+++ Recorded information

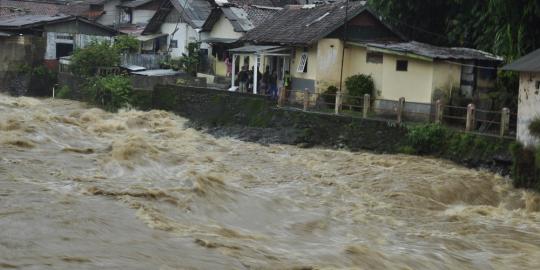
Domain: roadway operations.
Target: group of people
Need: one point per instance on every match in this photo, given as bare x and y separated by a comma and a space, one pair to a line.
267, 83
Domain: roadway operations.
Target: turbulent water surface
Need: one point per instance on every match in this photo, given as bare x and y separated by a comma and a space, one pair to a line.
84, 189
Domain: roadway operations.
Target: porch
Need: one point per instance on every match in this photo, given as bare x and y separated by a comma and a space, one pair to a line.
271, 58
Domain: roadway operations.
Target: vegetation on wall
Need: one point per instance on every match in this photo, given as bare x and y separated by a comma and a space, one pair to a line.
111, 92
329, 97
438, 140
506, 28
86, 61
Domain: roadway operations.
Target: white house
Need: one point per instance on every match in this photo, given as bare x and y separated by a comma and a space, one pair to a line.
176, 24
529, 95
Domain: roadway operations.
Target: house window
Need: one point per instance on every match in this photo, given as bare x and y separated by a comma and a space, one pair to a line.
374, 57
402, 65
302, 66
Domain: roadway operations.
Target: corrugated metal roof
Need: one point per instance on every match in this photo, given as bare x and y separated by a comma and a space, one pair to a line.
527, 63
436, 52
254, 49
21, 21
135, 3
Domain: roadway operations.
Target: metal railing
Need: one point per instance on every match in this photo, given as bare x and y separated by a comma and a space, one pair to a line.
469, 119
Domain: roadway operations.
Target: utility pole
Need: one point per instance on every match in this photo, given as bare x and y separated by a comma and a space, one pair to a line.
345, 20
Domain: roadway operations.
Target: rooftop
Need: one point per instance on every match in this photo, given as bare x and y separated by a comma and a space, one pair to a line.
527, 63
436, 52
304, 25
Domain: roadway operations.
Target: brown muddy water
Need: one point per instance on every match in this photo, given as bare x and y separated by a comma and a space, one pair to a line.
84, 189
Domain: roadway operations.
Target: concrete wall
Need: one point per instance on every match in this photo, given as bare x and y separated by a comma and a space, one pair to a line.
224, 29
311, 74
446, 77
528, 106
184, 34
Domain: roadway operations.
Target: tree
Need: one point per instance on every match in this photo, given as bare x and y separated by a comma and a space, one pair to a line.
86, 61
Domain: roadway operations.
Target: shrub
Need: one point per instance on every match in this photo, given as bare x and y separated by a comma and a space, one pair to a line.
111, 92
85, 61
427, 139
358, 86
329, 96
534, 127
63, 92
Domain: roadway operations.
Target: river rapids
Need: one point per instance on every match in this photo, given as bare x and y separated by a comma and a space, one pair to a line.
81, 188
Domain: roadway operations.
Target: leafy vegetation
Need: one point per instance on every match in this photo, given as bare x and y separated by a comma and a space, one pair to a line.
534, 127
506, 28
86, 61
329, 96
63, 92
111, 92
427, 139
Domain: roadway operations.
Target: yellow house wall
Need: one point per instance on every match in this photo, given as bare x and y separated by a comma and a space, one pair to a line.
355, 63
311, 73
445, 77
415, 84
329, 55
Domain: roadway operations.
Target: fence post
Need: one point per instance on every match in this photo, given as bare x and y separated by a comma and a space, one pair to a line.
471, 112
438, 111
505, 121
282, 95
365, 109
401, 106
339, 96
306, 99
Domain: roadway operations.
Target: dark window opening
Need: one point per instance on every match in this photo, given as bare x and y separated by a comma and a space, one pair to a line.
374, 57
402, 65
63, 49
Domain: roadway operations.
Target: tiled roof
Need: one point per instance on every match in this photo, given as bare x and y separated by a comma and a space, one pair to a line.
436, 52
242, 18
303, 25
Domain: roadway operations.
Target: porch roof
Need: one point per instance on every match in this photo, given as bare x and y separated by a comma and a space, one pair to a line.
259, 49
149, 37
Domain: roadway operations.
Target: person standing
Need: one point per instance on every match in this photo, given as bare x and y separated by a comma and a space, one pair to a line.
265, 86
273, 84
228, 63
243, 79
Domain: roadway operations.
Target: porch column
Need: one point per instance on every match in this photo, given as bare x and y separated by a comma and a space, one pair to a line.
256, 71
233, 75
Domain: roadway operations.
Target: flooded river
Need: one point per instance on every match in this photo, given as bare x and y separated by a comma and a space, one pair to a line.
84, 189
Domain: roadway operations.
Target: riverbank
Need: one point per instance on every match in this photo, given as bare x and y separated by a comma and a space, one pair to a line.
257, 119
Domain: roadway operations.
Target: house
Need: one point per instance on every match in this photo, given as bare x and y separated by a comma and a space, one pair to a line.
309, 43
227, 23
176, 24
61, 33
137, 12
529, 95
35, 40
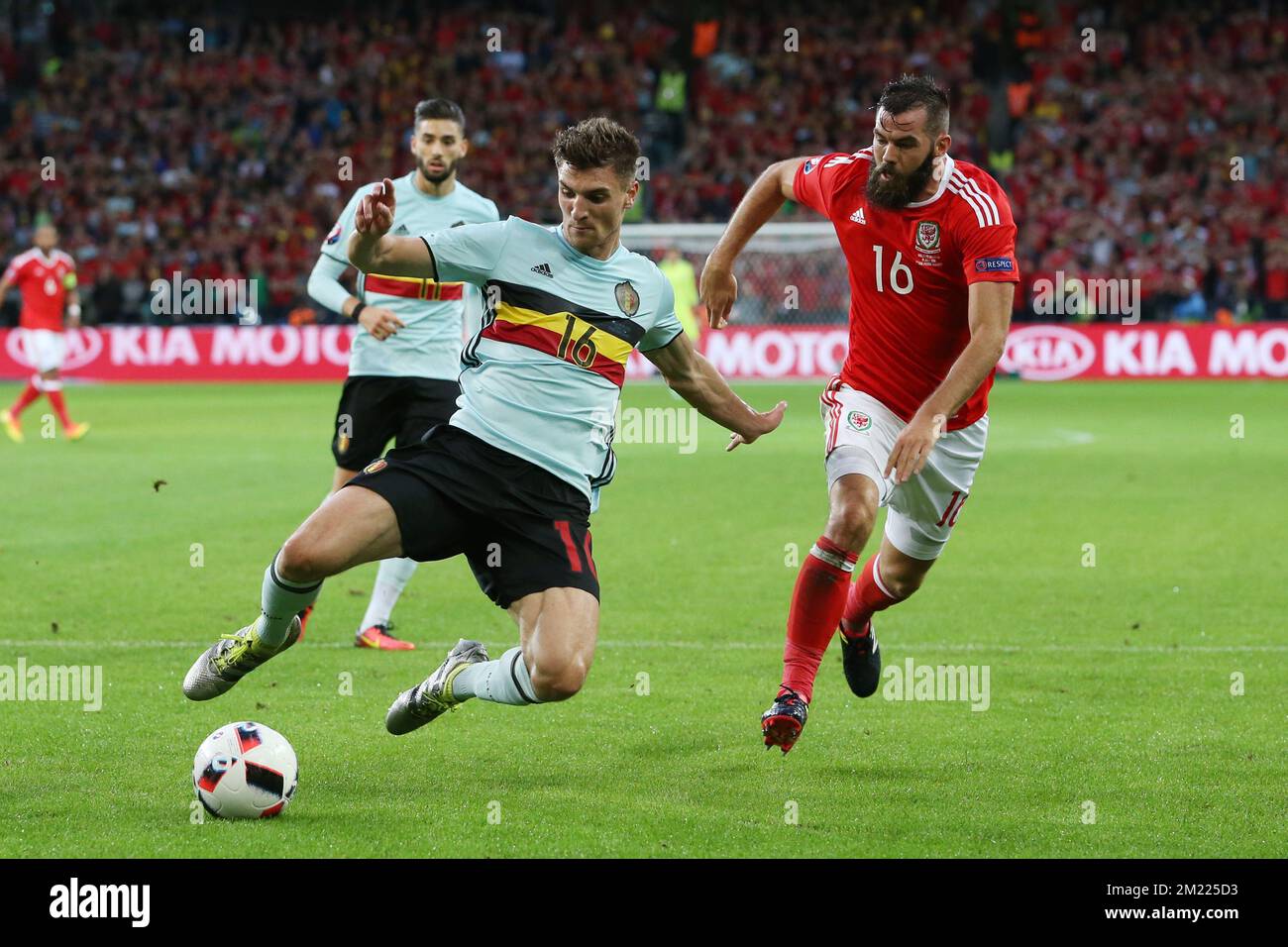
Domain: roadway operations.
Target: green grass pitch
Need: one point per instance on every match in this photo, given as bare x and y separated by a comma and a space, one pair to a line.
1112, 684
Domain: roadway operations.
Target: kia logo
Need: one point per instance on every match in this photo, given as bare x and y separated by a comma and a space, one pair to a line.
82, 347
1047, 354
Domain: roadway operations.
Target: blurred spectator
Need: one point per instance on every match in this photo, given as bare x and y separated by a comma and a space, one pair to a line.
227, 162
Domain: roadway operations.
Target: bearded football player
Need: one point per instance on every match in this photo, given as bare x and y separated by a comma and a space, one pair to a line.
930, 248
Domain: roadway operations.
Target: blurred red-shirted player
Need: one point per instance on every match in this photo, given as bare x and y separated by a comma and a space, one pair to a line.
47, 278
930, 247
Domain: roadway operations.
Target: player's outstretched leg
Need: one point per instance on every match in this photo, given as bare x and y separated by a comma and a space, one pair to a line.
784, 722
352, 527
375, 629
887, 579
11, 415
557, 643
54, 393
433, 696
818, 600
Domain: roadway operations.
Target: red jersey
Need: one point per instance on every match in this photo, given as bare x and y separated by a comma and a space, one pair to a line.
43, 282
910, 270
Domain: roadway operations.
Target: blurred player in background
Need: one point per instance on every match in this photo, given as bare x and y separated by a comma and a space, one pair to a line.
47, 278
930, 248
511, 479
406, 355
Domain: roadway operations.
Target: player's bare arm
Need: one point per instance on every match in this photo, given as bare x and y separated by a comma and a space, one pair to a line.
719, 287
373, 250
990, 317
696, 380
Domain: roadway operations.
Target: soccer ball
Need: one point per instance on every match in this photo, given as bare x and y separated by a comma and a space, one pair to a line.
245, 771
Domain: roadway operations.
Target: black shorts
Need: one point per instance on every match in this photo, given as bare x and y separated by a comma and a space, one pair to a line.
522, 528
375, 410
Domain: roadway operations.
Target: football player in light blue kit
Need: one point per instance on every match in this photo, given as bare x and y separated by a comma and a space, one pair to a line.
407, 352
511, 479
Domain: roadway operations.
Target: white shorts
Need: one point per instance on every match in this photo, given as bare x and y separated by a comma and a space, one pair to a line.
46, 350
861, 433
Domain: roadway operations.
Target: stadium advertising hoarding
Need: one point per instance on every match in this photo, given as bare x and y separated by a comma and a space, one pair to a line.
1033, 352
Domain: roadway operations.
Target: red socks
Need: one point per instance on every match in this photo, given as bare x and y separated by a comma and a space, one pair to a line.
867, 595
29, 394
818, 600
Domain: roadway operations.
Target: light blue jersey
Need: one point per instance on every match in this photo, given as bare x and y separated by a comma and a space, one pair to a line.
542, 376
430, 344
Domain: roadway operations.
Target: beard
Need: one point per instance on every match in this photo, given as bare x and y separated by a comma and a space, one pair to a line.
437, 176
900, 189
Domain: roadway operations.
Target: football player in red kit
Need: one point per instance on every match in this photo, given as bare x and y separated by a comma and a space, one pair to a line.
47, 278
930, 248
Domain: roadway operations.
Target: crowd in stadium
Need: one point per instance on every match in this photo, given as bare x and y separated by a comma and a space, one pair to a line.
1150, 155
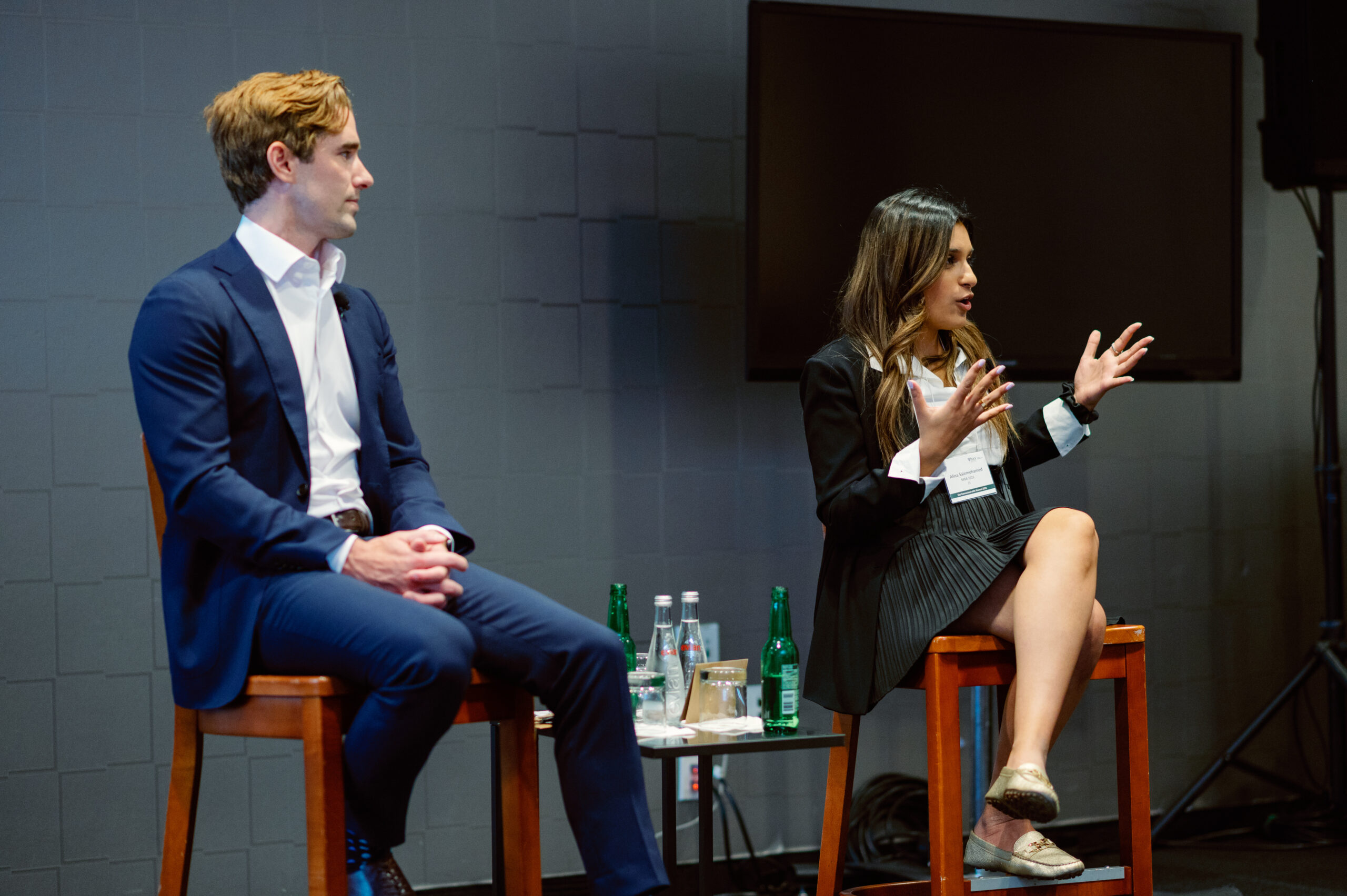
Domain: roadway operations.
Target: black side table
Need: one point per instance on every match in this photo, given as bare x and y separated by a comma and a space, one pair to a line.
705, 746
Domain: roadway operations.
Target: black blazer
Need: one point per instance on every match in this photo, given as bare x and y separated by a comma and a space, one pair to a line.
868, 517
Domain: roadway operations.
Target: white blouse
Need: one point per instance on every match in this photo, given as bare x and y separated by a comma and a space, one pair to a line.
1063, 426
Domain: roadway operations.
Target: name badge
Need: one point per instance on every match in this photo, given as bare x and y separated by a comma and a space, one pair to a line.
968, 476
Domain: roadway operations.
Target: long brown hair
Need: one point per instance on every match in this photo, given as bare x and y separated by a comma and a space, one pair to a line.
903, 250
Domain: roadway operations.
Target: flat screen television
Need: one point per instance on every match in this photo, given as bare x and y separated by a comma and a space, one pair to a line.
1101, 165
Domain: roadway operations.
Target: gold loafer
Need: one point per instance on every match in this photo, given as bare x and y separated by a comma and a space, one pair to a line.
1024, 793
1033, 856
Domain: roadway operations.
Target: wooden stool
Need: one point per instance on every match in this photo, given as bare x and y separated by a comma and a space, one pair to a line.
969, 661
317, 709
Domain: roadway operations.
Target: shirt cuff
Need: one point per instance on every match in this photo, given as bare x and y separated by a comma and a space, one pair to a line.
907, 465
337, 558
441, 530
1063, 426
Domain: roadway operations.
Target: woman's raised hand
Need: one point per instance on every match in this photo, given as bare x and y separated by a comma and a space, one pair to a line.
1098, 375
942, 429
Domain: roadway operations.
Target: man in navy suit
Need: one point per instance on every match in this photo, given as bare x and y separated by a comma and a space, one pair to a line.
305, 534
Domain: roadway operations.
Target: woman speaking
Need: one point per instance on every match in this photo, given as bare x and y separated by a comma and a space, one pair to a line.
919, 475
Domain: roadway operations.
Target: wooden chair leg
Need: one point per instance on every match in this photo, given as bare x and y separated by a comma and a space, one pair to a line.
837, 806
1133, 770
519, 801
943, 775
184, 790
325, 805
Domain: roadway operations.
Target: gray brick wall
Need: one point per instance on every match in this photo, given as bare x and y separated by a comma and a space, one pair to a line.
557, 236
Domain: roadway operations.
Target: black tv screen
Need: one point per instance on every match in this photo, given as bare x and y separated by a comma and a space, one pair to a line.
1101, 165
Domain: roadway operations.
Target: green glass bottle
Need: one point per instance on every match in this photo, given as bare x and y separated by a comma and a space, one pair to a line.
621, 623
780, 670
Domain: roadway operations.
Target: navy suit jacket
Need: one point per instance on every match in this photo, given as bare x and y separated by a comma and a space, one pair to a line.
223, 410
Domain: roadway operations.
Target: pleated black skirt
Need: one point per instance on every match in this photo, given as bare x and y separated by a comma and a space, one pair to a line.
941, 570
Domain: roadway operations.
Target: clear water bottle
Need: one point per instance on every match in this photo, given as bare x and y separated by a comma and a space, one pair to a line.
665, 659
690, 647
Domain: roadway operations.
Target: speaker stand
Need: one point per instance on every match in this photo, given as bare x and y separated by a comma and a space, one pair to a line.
1329, 650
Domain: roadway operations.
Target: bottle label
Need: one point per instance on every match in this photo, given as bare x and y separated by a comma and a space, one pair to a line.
790, 689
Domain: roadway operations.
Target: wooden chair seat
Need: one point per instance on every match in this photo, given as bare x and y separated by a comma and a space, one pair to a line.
317, 709
970, 661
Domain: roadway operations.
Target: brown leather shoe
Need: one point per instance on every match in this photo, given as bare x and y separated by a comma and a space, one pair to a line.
379, 878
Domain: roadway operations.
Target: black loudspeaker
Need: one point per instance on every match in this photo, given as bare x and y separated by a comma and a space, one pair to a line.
1304, 127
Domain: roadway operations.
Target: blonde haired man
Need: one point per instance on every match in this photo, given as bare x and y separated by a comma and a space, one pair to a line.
305, 532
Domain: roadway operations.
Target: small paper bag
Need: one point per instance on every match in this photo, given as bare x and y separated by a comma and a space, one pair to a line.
693, 705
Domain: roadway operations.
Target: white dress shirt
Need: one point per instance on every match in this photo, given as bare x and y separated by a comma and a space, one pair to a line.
302, 289
1063, 426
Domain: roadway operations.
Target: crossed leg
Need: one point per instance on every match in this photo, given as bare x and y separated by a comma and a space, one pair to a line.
1044, 604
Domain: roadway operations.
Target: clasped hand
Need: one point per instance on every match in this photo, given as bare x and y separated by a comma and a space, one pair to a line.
414, 565
942, 429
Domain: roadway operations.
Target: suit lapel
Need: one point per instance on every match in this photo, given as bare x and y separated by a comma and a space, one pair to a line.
364, 364
243, 280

++++++

Task to carry out
Pull out every line of the data above that contains the word "porch", and list those lines in their original order.

Written reply
Target: porch
Target: porch roof
Target: porch column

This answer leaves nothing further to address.